===== Text under study =====

A team of doctors from Los Angeles’ CHA Hollywood Presbyterian Medical Center recently pulled off Southern California’s first fetal aortic valvuloplasty. Their patient was a mere 25 weeks old.

The remarkably precise surgery was a life or death matter for the growing baby, whose heart suffered from severe aortic stenosis — a term meaning it was badly contracted — and the only way to fix it was to inflate it with a delicate tag team involving a balloon only a few millimeters wide, a wire the width of a single hair, and a needle exactly 11 centimeters long, the Los Angeles Times reports.

If doctors didn’t act immediately, the fetus risked losing total function of its heart’s left ventricle, in a life-threatening condition known as hypoplastic left heart syndrome (HLHS).

But navigating the dense landscape of a mother’s stomach, through the uterus, penetrating the amniotic cavity, and then piercing the fetus’ chest — all before operating on a heart the size of a walnut — is somewhat tricky.

To help themselves prepare, the doctors used a grape as the heart’s stand-in. And they placed the model heart inside a model body, which they replicated with Jello. After a few clean run-throughs, they sedated the mother with local anesthesia, gave the fetus anesthesia and a muscle relaxant so it wouldn’t fidget, and they got to work.

The procedure itself is simple, but requires near impossible dexterity. Dr. Ramen Chmait, director of Los Angeles Fetal Therapy, first fed the needle through mother and child and stopped once it reached the problem aorta. Then, pediatric interventional cardiologist Frank Ing of CHLA threaded a wire just 14/1000 of an inch down through the needle. A small balloon tracked along the wire and, by way of a catheter, inflated the aorta with a premeasured amount of liquid, even tearing it somewhat to allow enough blood to rush in.

=====

* **What you need to do**
Please continue the article about the fetal heart surgery from the end of its last sentence.

===== Dataset entries =====

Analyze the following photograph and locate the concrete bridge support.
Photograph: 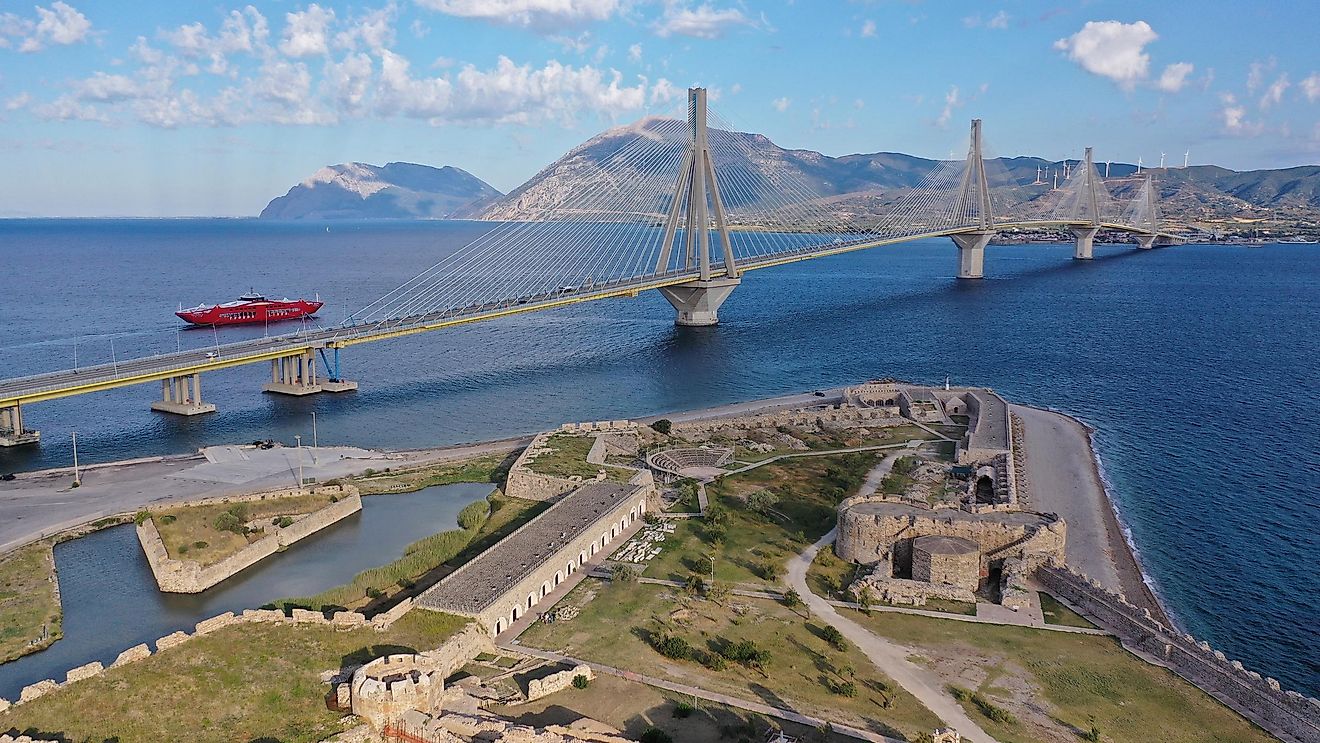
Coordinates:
[1072,227,1100,260]
[660,278,742,327]
[152,373,215,416]
[0,404,41,446]
[261,351,321,395]
[950,230,994,278]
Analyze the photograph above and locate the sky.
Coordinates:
[0,0,1320,216]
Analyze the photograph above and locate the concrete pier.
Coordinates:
[261,351,321,395]
[152,373,215,416]
[0,405,41,446]
[950,230,994,278]
[1072,227,1100,260]
[660,278,742,327]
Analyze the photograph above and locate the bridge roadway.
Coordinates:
[0,220,1179,417]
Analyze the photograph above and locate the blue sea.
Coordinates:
[0,220,1320,695]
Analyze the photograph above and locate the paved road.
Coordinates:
[788,529,995,743]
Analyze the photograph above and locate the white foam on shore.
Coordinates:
[1045,406,1187,632]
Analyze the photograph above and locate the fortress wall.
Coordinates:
[834,508,1067,565]
[0,602,425,712]
[137,486,362,594]
[1035,566,1320,743]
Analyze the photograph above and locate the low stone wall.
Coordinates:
[672,404,907,441]
[527,664,595,702]
[137,486,362,594]
[0,600,401,717]
[1035,565,1320,743]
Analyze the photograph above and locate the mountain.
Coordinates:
[261,162,500,219]
[480,119,1320,226]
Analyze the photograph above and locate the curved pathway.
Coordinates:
[788,529,995,743]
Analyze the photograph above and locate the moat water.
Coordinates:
[0,220,1320,695]
[0,483,491,701]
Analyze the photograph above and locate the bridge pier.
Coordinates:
[152,372,215,416]
[261,351,321,395]
[660,278,742,327]
[0,403,41,446]
[949,230,994,278]
[1072,227,1100,260]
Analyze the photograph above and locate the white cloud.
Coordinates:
[1298,73,1320,103]
[655,0,756,38]
[280,3,334,57]
[416,0,619,30]
[1261,73,1292,111]
[935,86,964,129]
[1055,21,1159,90]
[0,0,91,53]
[1155,62,1196,92]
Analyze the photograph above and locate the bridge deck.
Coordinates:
[0,220,1180,408]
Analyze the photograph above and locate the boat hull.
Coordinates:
[174,300,322,325]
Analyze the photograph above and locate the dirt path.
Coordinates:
[788,529,995,743]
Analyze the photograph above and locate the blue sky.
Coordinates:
[0,0,1320,216]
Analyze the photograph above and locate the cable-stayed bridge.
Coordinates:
[0,88,1180,446]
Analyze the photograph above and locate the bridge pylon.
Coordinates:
[950,119,995,278]
[1069,146,1109,260]
[0,403,41,446]
[656,87,742,326]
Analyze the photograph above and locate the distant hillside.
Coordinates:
[261,162,500,219]
[480,119,1320,219]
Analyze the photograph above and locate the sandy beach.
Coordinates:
[1011,405,1168,623]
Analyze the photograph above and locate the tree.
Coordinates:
[747,490,779,516]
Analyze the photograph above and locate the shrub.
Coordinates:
[638,727,673,743]
[653,635,692,660]
[821,624,847,652]
[214,511,243,536]
[458,500,491,532]
[829,680,857,698]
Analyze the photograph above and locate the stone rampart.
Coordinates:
[1035,565,1320,743]
[527,664,595,702]
[672,404,907,441]
[137,486,362,594]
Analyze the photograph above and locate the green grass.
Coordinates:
[645,453,879,586]
[348,453,517,495]
[849,612,1272,743]
[1036,591,1096,630]
[150,491,342,565]
[519,579,939,739]
[0,541,63,662]
[0,611,466,743]
[273,491,549,614]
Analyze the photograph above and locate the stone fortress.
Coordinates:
[417,421,657,636]
[834,380,1068,610]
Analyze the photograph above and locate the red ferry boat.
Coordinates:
[174,292,323,325]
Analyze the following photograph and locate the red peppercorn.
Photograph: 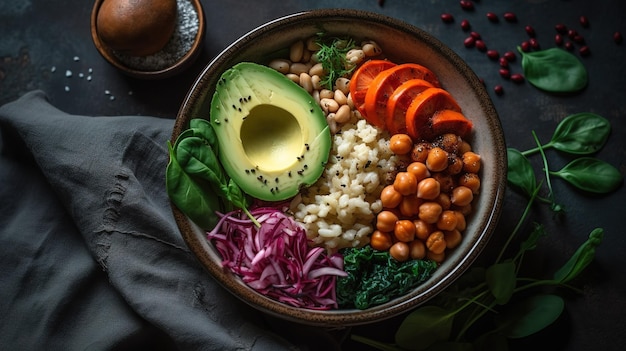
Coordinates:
[554,23,567,34]
[578,45,591,56]
[459,0,474,11]
[441,13,454,23]
[578,16,589,28]
[475,39,487,52]
[511,73,524,84]
[554,34,563,46]
[487,50,500,61]
[461,19,472,31]
[504,51,517,62]
[503,12,517,23]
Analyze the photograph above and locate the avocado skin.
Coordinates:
[210,62,332,201]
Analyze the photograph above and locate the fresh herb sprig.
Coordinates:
[315,33,356,90]
[352,113,623,351]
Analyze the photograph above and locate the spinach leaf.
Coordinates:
[518,47,588,93]
[550,157,623,194]
[495,294,565,338]
[165,142,220,230]
[554,228,604,283]
[506,148,537,196]
[395,305,455,350]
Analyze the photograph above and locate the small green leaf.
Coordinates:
[518,48,588,93]
[506,148,537,196]
[554,228,604,283]
[545,112,611,155]
[550,157,623,194]
[395,306,454,350]
[495,294,565,339]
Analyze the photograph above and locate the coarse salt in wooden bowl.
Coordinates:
[171,9,507,327]
[91,0,205,80]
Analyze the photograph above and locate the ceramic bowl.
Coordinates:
[91,0,205,80]
[172,9,507,327]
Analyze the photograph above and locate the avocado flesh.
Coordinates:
[210,62,332,201]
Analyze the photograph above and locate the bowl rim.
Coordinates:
[171,9,506,327]
[90,0,206,80]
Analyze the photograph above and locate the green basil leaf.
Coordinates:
[486,261,517,305]
[395,306,454,350]
[550,157,623,194]
[506,148,537,196]
[546,112,611,155]
[495,294,565,338]
[165,142,220,230]
[554,228,604,283]
[518,47,588,93]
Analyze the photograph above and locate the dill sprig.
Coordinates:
[316,34,355,90]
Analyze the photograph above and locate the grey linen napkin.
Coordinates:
[0,91,304,351]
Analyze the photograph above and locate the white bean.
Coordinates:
[289,40,304,62]
[269,59,291,74]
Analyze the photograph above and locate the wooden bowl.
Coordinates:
[91,0,205,80]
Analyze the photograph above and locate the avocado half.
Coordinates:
[210,62,332,201]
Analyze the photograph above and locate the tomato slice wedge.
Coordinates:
[431,110,473,138]
[358,63,440,128]
[406,88,461,140]
[350,60,396,119]
[385,79,433,135]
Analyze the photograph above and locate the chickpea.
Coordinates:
[426,230,447,254]
[418,202,443,224]
[370,230,393,251]
[393,219,415,243]
[417,178,440,200]
[376,211,398,232]
[389,134,413,155]
[450,185,474,206]
[426,251,446,263]
[409,240,426,260]
[443,229,463,249]
[435,193,452,211]
[437,210,457,230]
[426,147,448,172]
[406,162,430,182]
[413,219,435,241]
[411,143,431,163]
[398,195,422,217]
[454,211,467,231]
[380,185,402,208]
[389,241,409,262]
[462,151,480,173]
[459,173,480,194]
[393,172,417,195]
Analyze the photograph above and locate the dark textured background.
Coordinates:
[0,0,626,350]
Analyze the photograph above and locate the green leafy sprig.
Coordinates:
[352,113,623,351]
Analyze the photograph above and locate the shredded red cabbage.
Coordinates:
[207,207,347,310]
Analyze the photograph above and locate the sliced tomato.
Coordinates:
[358,63,439,128]
[385,79,433,135]
[431,110,473,138]
[350,60,396,119]
[405,88,461,140]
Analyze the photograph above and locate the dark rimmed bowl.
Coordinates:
[172,9,507,327]
[91,0,205,80]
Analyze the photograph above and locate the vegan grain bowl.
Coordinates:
[166,10,506,326]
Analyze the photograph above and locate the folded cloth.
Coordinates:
[0,91,297,351]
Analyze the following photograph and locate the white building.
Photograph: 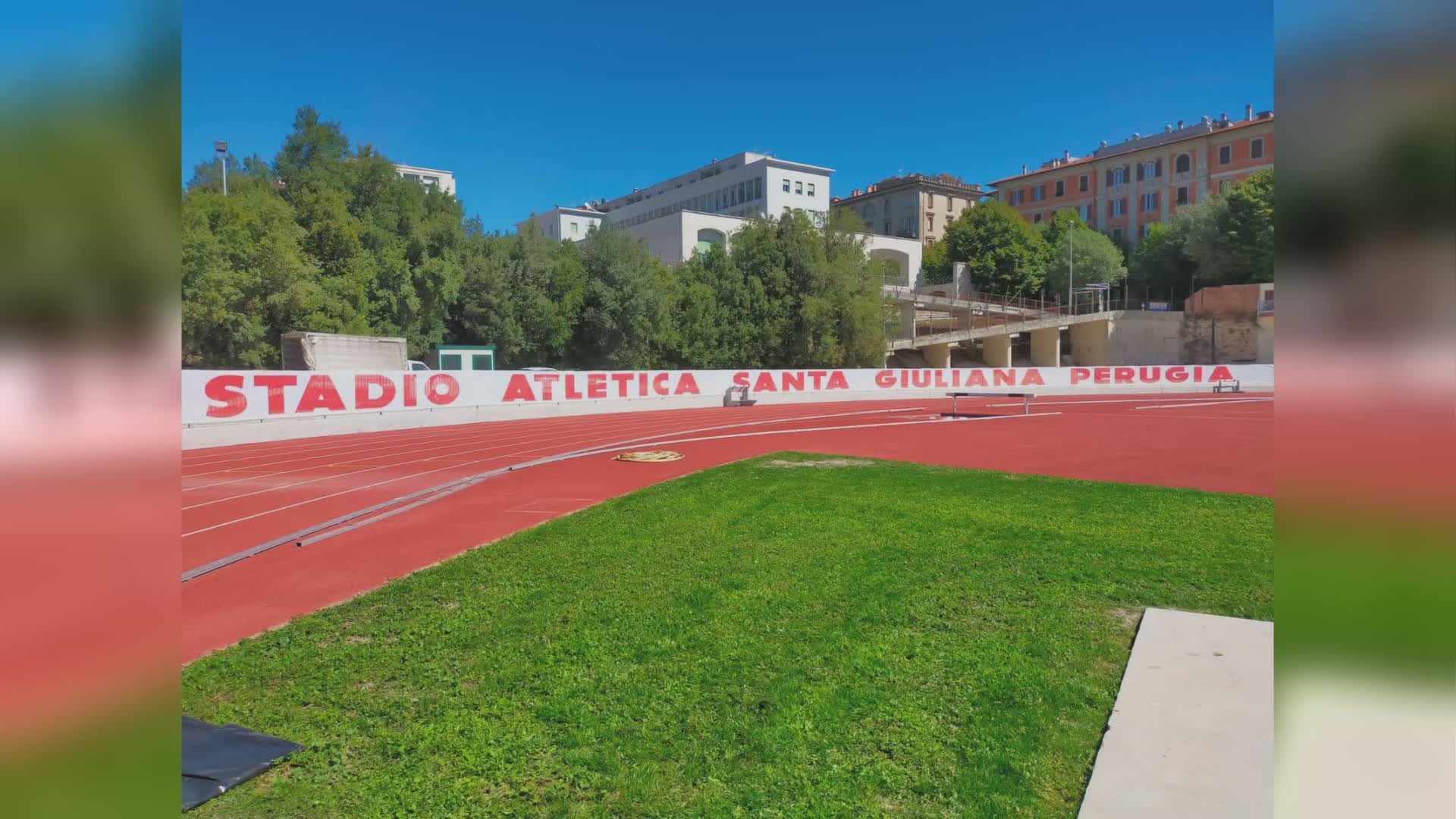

=====

* **Your response**
Out came the balloon, then the wire, and finally the needle — and it was done.

Now roughly three weeks after the Sept. 25 surgery, both mother and baby are recovering as planned. Without the surgery, Dr. Chmait said that insufficient amounts of blood would be reaching the heart, and HLHS wouldn’t even be a question.

The condition affects roughly one out of every 4,344 babies born in the United States each year, according to the Centers for Disease Control and Prevention. That’s about 960 babies each year. Babies that survive HLHS through surgery may still have lifelong complications. A heart transplant may be needed, but fortunately for the Medical Center’s latest case, swift action forestalled that scenario.

"There is no question in my mind that without this procedure the baby would have had HLHS," Chmait told the LA Times. "Now the baby has a chance to have the left ventricle recover with some good function."